* **ACTION ITEM**
Every line below is to be copied exactly, with the pictures left out.

* **LISTED ENTRIES**
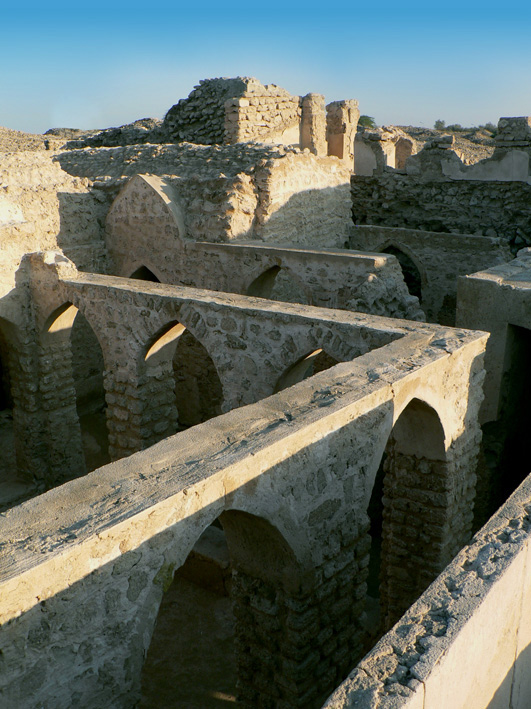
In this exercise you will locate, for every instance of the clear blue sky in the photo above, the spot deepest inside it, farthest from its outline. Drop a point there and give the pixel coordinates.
(92, 65)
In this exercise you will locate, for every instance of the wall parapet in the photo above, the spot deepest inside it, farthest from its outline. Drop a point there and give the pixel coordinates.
(477, 602)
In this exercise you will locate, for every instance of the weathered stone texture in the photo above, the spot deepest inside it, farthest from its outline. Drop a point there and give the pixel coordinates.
(496, 209)
(98, 567)
(477, 602)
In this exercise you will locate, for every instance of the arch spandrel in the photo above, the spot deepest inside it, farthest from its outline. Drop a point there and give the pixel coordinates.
(147, 211)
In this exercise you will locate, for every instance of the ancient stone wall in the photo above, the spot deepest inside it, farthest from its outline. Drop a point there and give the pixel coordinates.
(147, 210)
(85, 581)
(496, 209)
(439, 258)
(268, 115)
(436, 191)
(477, 602)
(234, 192)
(341, 125)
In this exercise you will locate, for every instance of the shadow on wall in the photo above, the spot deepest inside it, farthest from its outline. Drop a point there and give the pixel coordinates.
(515, 690)
(406, 554)
(265, 574)
(81, 234)
(316, 361)
(279, 284)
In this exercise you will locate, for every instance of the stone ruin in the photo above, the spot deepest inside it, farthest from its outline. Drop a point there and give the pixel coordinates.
(263, 415)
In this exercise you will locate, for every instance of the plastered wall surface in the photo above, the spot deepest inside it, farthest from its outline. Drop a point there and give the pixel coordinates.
(491, 300)
(100, 565)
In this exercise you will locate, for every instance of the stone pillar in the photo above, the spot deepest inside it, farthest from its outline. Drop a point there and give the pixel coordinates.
(341, 125)
(141, 408)
(427, 516)
(313, 124)
(295, 646)
(31, 449)
(58, 402)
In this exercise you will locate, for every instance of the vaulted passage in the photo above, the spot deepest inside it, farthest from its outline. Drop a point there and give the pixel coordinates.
(218, 635)
(411, 273)
(278, 284)
(191, 660)
(198, 390)
(144, 274)
(312, 363)
(410, 513)
(87, 368)
(73, 394)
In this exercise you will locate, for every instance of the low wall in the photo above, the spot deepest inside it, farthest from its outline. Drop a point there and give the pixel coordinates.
(148, 211)
(437, 192)
(228, 192)
(83, 567)
(466, 643)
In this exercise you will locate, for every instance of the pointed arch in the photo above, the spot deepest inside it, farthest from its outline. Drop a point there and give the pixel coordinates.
(147, 210)
(143, 273)
(306, 366)
(196, 633)
(279, 283)
(189, 371)
(409, 512)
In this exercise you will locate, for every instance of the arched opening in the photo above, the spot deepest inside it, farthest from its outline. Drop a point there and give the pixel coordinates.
(216, 637)
(73, 355)
(198, 390)
(183, 382)
(278, 284)
(316, 361)
(144, 274)
(191, 659)
(8, 465)
(87, 370)
(411, 273)
(409, 513)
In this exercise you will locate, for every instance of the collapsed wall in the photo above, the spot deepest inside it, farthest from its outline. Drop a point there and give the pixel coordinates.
(233, 192)
(466, 641)
(437, 192)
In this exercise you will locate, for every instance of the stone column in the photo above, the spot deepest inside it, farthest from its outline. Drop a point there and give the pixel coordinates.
(313, 124)
(341, 125)
(141, 407)
(58, 402)
(427, 517)
(294, 646)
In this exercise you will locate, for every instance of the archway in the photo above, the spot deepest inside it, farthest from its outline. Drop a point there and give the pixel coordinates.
(198, 389)
(184, 386)
(410, 271)
(278, 284)
(72, 358)
(87, 370)
(410, 509)
(191, 658)
(217, 633)
(143, 273)
(316, 361)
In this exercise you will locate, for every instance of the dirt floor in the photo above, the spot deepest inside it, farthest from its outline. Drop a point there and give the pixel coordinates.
(191, 659)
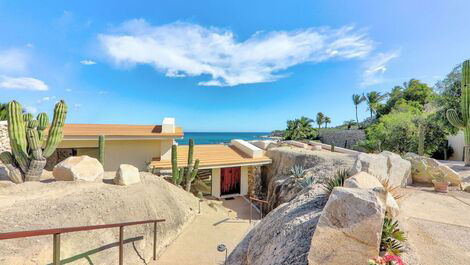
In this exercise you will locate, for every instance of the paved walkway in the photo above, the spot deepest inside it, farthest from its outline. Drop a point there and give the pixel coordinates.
(221, 222)
(437, 225)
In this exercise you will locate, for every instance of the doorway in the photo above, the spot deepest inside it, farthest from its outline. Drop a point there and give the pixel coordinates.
(230, 180)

* **ANSWER SECTION**
In this exercise you will locate, for every instance of the clear blue sky in the photo above, the spot deepest inside it, farthest from its outline. Drop a point there and give the pixel coordinates.
(92, 65)
In this exercise you will locate, for every instance of the wall parapet in the photo above, the spot deepest inside it, farthest from its outline. Drop a point there and give the pixel coordinates.
(477, 602)
In this exercise you will locate, for every instance of the weathered stone texture in the photo above, the spot deepest inside it, farthest from its outline. Drop a point there and give the pixel coordinates.
(496, 209)
(98, 567)
(477, 602)
In this exercise you will locate, for every instance of the arch spandrel in the photo above, the spot deepest inside it, farthest from its outline. Drop a point there and give the pixel coordinates.
(147, 211)
In this exercise you will locate, for every instance of the ancient stone wall in the photo above, the spot deepest inside it, farthest from its outline. Drop a point there and give the pixel coordinates.
(147, 210)
(85, 581)
(496, 209)
(439, 258)
(268, 115)
(436, 191)
(477, 602)
(234, 192)
(341, 125)
In this exercise you will locate, for every instance of the shadow on wall in the photo above, the spot deepest inside it, farthest from its outline. Drop a point there and give the pixel coordinates.
(515, 690)
(406, 554)
(265, 574)
(81, 234)
(316, 361)
(279, 284)
In this exercise you will locate, for every instance of the stone ruin in the photo above, the spot deepest inside it, farthest from its outline. Drop a point there and give the pixel coordinates.
(263, 415)
In this exercise you will locate, for every instance of the plastered wall surface in the photo above, the spot deepest inside it, farthest from its outline. Drop a point there and give the pixel coordinates.
(491, 300)
(100, 565)
In this exercise you will locate, for every instance of the stone pillar in the photo above, the spot deepest inside it, farthest from its outline. Drop a point there and give the pixel coordinates.
(341, 125)
(141, 408)
(427, 516)
(313, 124)
(295, 646)
(31, 449)
(58, 402)
In this exercise you will locate, for every instance of the vaulted passage in the photo above, the spot deepest inside it, farthest from its outline. Drop a point there and give the pixel coordinates.
(218, 635)
(411, 273)
(278, 284)
(191, 660)
(198, 390)
(144, 274)
(312, 363)
(410, 513)
(87, 368)
(73, 394)
In this exercise you will locate, for every instance of the low wall in the photo above, the spot deepest inside it, farthest from its outline. Drop a point there and give the pixel coordinates.
(148, 211)
(437, 192)
(228, 192)
(83, 567)
(466, 643)
In this exercise you will locate, for every instance of the pointed arch in the photo above, the spot deepest inside it, farthest from its outline. Drop a point there and give the pixel coordinates.
(147, 210)
(143, 273)
(306, 366)
(196, 633)
(279, 283)
(189, 371)
(409, 512)
In this exercise you will locate, for every instance of the arched opening in the photo above, the spot deepest inside it, farthest from its outline. Drop a point there and give the pixel coordinates.
(216, 637)
(73, 355)
(198, 390)
(183, 382)
(278, 284)
(316, 361)
(144, 274)
(191, 659)
(8, 465)
(87, 370)
(411, 273)
(409, 513)
In this exercise you will locate, for every instance of the collapsed wall in the photo above, the spot deepest inside it, farthest from its outline. Drop a point there and give the pixel coordinates.
(233, 192)
(466, 641)
(437, 192)
In this exercise you will locate, for every instance of the stone column in the photo above, the spot deepest inside it, farthest from its outline. Drop a point there and give the pixel coordinates.
(313, 124)
(341, 125)
(141, 407)
(58, 402)
(427, 517)
(294, 646)
In this exercise you will locate, for every instance of the archway in the photo above, the spot deepest inside it, farthest from its outline. Drop a point there and give the pixel coordinates.
(198, 389)
(184, 386)
(410, 271)
(278, 284)
(72, 358)
(87, 370)
(410, 509)
(191, 658)
(217, 633)
(143, 273)
(316, 361)
In this exercise you will locate, for every instance of the dirt floor in the photo above, the spot deepest inside it, farthest from its outline. Drop a point there and give the pixel coordinates.
(191, 659)
In this exercise you will locate, for every instance of the paved walkway in the photo above, the spot deepest inside it, farthest from its outline. Drop a point there and give the pixel coordinates.
(221, 222)
(437, 225)
In this exercise you will locate, for every instance of the doorway in the photo above, the spot deepest inside it, farthest from its outline. Drop a point there and give the pixel coordinates.
(230, 180)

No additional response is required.